What is required >> Transcribe word for word the lines below from the line with "In this exercise you will identify every instance of the tree" through the line with "the stone wall", ends included.

:: Excerpted records ::

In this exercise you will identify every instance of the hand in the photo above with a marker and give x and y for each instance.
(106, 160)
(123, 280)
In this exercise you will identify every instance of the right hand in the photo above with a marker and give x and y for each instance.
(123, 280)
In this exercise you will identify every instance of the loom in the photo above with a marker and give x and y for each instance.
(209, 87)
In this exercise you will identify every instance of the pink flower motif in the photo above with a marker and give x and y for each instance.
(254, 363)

:::
:: Excerpted records ::

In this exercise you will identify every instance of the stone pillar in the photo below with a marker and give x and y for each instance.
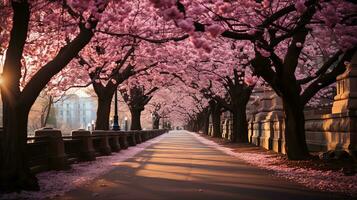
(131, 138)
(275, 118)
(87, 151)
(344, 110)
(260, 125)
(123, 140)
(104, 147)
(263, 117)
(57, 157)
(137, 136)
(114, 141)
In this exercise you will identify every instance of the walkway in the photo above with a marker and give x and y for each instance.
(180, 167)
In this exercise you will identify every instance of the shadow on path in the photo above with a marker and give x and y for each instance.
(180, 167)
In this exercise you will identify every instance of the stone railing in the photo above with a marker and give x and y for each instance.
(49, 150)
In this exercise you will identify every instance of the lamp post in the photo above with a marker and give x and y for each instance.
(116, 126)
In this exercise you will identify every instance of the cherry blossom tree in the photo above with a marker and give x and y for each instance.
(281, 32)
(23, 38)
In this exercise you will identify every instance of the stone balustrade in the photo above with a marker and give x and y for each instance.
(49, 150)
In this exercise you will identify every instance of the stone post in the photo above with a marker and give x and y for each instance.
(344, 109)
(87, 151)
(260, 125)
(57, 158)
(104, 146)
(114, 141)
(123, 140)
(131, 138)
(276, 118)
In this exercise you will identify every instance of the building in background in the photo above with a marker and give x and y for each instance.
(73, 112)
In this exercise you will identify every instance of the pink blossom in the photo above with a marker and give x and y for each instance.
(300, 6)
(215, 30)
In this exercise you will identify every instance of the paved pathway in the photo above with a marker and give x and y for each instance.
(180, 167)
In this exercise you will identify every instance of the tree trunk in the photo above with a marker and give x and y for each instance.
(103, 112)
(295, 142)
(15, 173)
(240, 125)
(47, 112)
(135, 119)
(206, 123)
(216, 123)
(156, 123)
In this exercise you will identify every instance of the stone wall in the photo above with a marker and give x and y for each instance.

:::
:: Excerpted records ::

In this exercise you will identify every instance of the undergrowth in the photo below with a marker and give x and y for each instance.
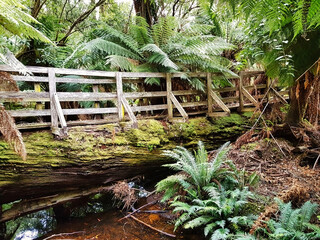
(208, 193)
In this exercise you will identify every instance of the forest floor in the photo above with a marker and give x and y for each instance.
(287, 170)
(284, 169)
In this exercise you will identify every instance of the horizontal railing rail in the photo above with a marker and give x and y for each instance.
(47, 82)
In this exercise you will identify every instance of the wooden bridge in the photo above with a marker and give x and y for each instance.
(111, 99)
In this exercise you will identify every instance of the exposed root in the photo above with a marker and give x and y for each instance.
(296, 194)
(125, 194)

:::

Written reply >>
In this exercise you will identify every instance of the tree trunk in the photo above with a marker and give x and y for each instance.
(103, 112)
(295, 142)
(15, 173)
(240, 125)
(47, 112)
(135, 119)
(206, 123)
(216, 123)
(156, 123)
In this exercise you will identify every instance of the stone wall in the photo above with a marker and give x and y for each instance.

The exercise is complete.